[Image-grounded pointing data]
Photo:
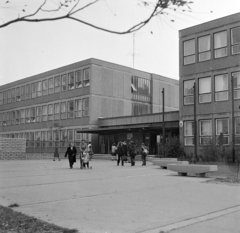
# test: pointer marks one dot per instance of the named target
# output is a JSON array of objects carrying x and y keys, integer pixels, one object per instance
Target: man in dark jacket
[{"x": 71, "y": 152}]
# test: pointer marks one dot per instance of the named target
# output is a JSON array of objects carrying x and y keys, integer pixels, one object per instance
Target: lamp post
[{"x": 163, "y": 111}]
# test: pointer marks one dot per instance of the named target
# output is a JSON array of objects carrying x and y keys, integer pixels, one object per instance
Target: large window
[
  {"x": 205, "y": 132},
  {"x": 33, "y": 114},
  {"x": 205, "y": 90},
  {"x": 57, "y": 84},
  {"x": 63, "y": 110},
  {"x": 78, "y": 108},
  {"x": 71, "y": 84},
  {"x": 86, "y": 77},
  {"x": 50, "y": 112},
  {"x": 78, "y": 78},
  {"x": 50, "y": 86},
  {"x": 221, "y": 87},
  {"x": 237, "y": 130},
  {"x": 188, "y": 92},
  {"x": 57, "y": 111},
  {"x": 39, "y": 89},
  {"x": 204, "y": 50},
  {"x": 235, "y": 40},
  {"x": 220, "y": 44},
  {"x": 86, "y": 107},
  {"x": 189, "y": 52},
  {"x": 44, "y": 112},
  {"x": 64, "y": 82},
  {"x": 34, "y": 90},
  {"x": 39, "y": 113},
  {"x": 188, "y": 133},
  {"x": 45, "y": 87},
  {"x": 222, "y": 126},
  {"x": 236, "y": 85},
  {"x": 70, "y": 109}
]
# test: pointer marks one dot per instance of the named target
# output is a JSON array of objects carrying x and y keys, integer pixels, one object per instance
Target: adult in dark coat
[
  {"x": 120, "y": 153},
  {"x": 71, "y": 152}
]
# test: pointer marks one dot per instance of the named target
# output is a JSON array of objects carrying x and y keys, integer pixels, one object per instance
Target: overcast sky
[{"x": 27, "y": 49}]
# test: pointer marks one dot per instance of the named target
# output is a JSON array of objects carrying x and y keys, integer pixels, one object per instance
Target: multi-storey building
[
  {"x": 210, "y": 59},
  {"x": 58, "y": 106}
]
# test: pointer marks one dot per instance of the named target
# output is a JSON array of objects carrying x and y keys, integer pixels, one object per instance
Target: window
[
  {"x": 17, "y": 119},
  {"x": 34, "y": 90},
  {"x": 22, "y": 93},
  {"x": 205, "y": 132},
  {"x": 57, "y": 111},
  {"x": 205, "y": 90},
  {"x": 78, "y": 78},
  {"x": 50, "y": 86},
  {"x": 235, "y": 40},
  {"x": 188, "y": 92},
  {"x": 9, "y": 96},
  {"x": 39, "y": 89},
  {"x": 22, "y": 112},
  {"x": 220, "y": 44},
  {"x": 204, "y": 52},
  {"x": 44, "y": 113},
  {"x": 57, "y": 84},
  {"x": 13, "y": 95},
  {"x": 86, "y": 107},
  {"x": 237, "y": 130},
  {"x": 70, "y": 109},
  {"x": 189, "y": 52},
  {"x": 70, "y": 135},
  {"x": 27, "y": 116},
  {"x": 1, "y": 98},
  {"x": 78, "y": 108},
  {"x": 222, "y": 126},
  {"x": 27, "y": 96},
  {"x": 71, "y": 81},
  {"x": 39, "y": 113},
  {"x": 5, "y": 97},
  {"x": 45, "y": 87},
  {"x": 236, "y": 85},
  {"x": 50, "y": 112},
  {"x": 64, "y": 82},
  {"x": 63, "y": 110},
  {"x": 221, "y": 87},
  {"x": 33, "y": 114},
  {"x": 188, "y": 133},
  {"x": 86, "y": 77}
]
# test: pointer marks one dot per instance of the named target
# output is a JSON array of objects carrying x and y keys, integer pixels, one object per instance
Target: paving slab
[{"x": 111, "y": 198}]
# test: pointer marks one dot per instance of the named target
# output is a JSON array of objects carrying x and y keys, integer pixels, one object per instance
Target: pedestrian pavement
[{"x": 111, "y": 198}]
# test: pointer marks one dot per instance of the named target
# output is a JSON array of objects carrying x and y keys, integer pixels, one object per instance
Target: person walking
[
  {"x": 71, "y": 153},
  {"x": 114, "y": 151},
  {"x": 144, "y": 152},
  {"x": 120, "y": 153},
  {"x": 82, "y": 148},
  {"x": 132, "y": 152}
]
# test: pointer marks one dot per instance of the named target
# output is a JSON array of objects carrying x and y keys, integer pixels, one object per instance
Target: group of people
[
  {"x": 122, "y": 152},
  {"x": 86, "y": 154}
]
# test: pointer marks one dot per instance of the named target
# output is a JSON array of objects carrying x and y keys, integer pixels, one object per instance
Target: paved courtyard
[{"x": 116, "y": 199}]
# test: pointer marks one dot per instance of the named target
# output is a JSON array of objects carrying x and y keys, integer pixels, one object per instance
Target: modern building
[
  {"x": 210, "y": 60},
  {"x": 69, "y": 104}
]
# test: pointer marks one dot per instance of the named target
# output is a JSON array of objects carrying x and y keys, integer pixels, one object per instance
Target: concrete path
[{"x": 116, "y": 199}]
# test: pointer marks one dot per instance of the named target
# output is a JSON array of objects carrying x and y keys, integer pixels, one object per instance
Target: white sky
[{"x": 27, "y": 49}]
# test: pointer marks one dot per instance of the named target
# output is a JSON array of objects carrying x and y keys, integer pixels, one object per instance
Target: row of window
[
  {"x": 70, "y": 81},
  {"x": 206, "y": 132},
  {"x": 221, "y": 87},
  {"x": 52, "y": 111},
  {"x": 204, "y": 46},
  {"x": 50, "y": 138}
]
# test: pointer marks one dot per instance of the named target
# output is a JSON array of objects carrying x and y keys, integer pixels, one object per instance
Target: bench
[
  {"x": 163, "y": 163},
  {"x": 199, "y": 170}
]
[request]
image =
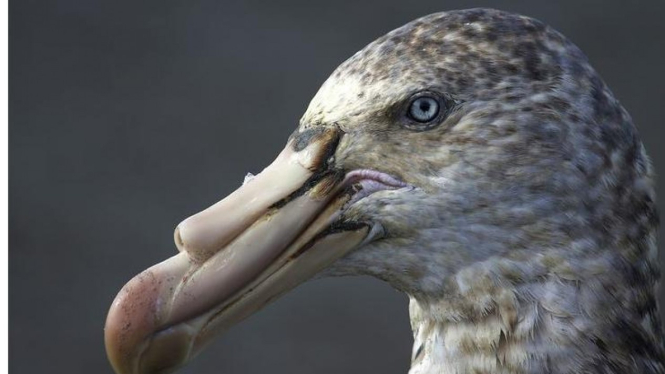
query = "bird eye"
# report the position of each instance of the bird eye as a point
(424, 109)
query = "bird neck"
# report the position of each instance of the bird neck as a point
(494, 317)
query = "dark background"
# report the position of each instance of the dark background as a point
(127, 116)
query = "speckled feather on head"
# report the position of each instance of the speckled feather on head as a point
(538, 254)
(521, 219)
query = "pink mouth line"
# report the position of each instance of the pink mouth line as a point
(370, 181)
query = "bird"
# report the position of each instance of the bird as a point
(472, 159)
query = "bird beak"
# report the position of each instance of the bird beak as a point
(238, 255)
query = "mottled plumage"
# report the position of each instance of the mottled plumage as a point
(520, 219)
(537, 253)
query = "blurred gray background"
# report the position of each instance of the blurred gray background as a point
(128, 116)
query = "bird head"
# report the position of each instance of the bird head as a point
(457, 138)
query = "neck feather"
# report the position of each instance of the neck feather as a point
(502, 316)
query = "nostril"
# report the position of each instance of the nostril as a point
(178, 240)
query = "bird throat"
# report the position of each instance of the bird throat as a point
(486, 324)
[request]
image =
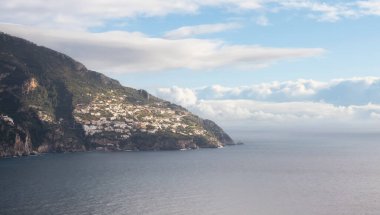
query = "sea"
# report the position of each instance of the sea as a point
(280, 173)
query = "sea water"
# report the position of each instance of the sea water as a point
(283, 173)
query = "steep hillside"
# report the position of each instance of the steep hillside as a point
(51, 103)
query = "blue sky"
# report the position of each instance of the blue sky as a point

▸ Exercise brief
In the entries above, how many lines hold the word "blue"? State the number and nothing else.

▸ Answer space
2